[题目] 统计下方清单中有多少行含有字符串“mark”，区分大小写，只回答一个数字。

[坐标标注记录]
______

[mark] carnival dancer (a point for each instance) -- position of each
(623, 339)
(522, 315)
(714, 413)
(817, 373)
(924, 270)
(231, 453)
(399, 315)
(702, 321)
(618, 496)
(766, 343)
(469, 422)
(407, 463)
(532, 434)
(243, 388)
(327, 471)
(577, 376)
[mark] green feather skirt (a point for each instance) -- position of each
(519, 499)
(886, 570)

______

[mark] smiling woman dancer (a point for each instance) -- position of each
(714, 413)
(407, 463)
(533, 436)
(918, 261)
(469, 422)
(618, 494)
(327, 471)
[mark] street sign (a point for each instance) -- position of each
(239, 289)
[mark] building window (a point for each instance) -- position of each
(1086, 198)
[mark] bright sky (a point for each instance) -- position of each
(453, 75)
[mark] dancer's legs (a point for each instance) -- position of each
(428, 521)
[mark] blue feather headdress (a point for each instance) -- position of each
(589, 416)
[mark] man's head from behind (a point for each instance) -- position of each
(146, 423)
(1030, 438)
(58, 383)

______

[结果] 9